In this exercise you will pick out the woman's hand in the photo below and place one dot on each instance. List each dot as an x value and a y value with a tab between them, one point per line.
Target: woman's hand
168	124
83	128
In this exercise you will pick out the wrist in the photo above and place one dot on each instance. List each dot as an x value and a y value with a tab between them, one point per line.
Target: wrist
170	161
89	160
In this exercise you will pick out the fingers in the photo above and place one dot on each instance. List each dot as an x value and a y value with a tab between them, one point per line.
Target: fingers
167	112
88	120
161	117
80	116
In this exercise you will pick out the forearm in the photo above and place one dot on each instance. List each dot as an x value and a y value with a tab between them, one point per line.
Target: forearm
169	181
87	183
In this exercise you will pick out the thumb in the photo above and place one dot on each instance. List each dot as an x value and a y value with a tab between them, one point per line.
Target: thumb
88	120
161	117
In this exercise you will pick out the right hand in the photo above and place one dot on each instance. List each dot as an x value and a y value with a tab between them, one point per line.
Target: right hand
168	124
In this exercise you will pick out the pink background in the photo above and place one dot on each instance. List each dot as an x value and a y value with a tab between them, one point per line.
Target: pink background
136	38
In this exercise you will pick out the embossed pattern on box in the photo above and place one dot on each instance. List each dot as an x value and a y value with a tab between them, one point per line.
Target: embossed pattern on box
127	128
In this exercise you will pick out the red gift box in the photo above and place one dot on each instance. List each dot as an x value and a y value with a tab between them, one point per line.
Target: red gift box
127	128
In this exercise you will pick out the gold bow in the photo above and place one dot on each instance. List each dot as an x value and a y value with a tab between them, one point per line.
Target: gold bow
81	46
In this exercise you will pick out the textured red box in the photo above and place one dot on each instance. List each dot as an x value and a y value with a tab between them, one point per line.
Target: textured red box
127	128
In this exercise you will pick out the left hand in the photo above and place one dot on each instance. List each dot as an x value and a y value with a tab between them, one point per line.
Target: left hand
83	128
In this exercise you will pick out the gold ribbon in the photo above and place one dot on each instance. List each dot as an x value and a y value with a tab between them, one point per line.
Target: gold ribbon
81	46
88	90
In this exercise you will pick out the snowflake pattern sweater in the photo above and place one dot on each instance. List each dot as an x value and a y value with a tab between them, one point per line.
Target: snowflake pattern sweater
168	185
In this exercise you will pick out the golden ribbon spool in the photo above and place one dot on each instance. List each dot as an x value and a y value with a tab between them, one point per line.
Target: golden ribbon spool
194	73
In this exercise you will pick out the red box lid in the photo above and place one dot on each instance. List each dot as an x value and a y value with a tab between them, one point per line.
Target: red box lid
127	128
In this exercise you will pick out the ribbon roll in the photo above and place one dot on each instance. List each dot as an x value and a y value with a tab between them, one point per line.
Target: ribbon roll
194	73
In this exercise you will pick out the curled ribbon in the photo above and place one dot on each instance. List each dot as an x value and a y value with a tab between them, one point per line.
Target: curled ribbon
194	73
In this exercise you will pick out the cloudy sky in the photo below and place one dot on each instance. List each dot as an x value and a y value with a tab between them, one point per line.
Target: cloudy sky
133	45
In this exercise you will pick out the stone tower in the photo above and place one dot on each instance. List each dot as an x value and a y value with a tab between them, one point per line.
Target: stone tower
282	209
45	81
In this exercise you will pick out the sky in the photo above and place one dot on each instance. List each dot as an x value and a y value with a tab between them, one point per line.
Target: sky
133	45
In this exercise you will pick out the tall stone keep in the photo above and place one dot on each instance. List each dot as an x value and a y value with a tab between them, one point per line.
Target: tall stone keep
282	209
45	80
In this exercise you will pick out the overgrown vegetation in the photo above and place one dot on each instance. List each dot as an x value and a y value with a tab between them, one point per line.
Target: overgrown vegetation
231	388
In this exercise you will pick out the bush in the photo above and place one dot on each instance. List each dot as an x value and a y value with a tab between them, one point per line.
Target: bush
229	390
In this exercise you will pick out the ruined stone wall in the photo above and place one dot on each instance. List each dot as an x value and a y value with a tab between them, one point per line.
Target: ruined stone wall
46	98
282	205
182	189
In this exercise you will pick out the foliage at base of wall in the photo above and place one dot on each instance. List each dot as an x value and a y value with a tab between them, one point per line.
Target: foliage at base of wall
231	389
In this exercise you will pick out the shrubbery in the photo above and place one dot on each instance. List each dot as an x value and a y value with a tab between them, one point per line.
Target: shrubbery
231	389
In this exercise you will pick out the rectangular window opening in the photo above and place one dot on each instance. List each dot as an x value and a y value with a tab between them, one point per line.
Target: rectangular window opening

==*==

**Brief**
Rewrite the records above with "exercise" changed to "task" everywhere it occurs, leaving everything else as it is.

**Exercise result**
In this task you will pick out the woman's hand in the photo below and place one dot on each instance. List each dot as an x value and a y value with a tab between them, one point per line.
Target: woman's hand
168	124
83	128
In this task you will pick out the wrist in the photo above and place one dot on each instance. List each dot as an x value and a y value with a tab between them, one point per line.
Target: wrist
170	161
89	160
In this task you will pick out the fingers in the photo above and place one dot on each instance. List each dot as an x value and a y value with a tab between them, one point per line.
Target: fingers
167	112
88	120
161	117
80	116
In this task you will pick out the forearm in the photo above and place one dot on each instance. List each dot as an x value and a y value with a tab between them, one point per line.
Target: forearm
169	181
87	183
In this task you will pick out the thumb in the photo above and place one dot on each instance. List each dot as an x value and a y value with a tab between them, one point per line.
Target: thumb
88	120
161	117
In this task you will pick out the right hand in the photo above and place one dot on each instance. List each dot as an x value and a y value with a tab between them, one point per line.
Target: right hand
168	124
In this task you will pick out the pink background in the photo above and place one dot on each instance. List each dot as an x value and a y value with a tab between them, one point per line.
Target: pink background
136	38
In this task you will pick out the embossed pattern on box in the photo above and place one dot on each instance. List each dot as an x value and a y value with a tab between them, one point per line.
Target: embossed pattern on box
127	128
In this task you will pick out the red gift box in the photo above and place one dot on each instance. List each dot as an x value and a y value with a tab between them, one point per line.
Target: red gift box
127	128
In this task you will pick out the gold bow in the photo above and place one dot on each instance. List each dot as an x value and a y value with a tab between them, one point per line.
Target: gold bow
81	46
In this task you will pick out the textured red box in the photo above and place one dot on each instance. List each dot as an x value and a y value with a tab between them, one point per line.
Target: textured red box
127	128
In this task you will pick out the left hand in the photo above and place one dot on each instance. List each dot as an x value and a y value with a tab between them, one point per line.
Target: left hand
83	128
In this task you will pick out the gold ribbon in the photo above and place one dot on each instance. List each dot as an x value and a y value with a tab between them, one point per line.
Target: gold ribbon
81	46
88	90
In this task you will pick out the snowflake pattern sweater in the photo above and place one dot on each instance. List each dot as an x value and a y value with a tab between them, one point per line.
Target: snowflake pattern sweater
168	185
In this task you will pick out the golden ribbon spool in the photo above and place one dot on each instance. List each dot as an x value and a y value with a tab between them, one point per line.
Target: golden ribbon spool
194	73
In this task you will pick out the red box lid in the photo above and place one dot on each instance. List each dot as an x value and a y value with a tab between them, one point per line.
Target: red box lid
127	128
In this task you will pick out the ribbon roll in the photo above and place one dot on each instance. List each dot as an x value and a y value with a tab between them, one point per line.
Target: ribbon roll
194	73
In this task you will pick out the curled ribbon in the photo above and place one dot on each instance. List each dot as an x value and a y value with a tab between them, one point per line.
Target: curled ribbon
194	73
In this task you will pick out the cloudy sky in the photo below and place one dot on each instance. List each dot as an x value and a y value with a tab between them, one point per line.
Target: cloudy sky
133	45
In this task you will pick out the stone tower in the photo above and place one dot on each instance. List each dot as an x value and a y value with a tab between them, one point per line.
Target: stone tower
282	209
45	81
In this task you will pick out the sky in the photo above and place one dot on each instance. List each dot as an x value and a y value with a tab between them, one point per line.
Target: sky
133	45
In this task you will pick out the tall stone keep in the photo above and place one dot on each instance. List each dot as an x value and a y value with a tab between them, one point per line.
Target: tall stone keep
282	209
45	80
In this task you will pick out the overgrown vegetation in the photo above and place one dot on each instance. List each dot as an x value and a y value with a tab between them, one point per line.
Target: overgrown vegetation
231	388
In this task you will pick out the bush in the photo above and place one dot on each instance. List each dot as an x value and a y value with a tab between them, one point per line.
Target: bush
229	390
In this task you will pick out the ruined stone wall in the photo above and place one dot on each instance. List each dot as an x value and a y value with a tab between them, one point per line.
Target: ruined stone wall
46	98
282	205
182	189
In this task you will pick out the foliage at base of wall in the photo above and place one dot on each instance. List each dot as an x value and a y value with a tab between them, one point per line.
Target: foliage at base of wall
231	389
In this task you will pick out the shrubbery in the photo above and place one dot on each instance. List each dot as an x value and a y value with a tab between them, one point per line.
Target: shrubbery
231	389
In this task you will pick out the rectangular window opening in the photo above and place one dot on each instance. List each dot as an x value and a y value with a tab between them, one point per line.
Target: rectangular window opening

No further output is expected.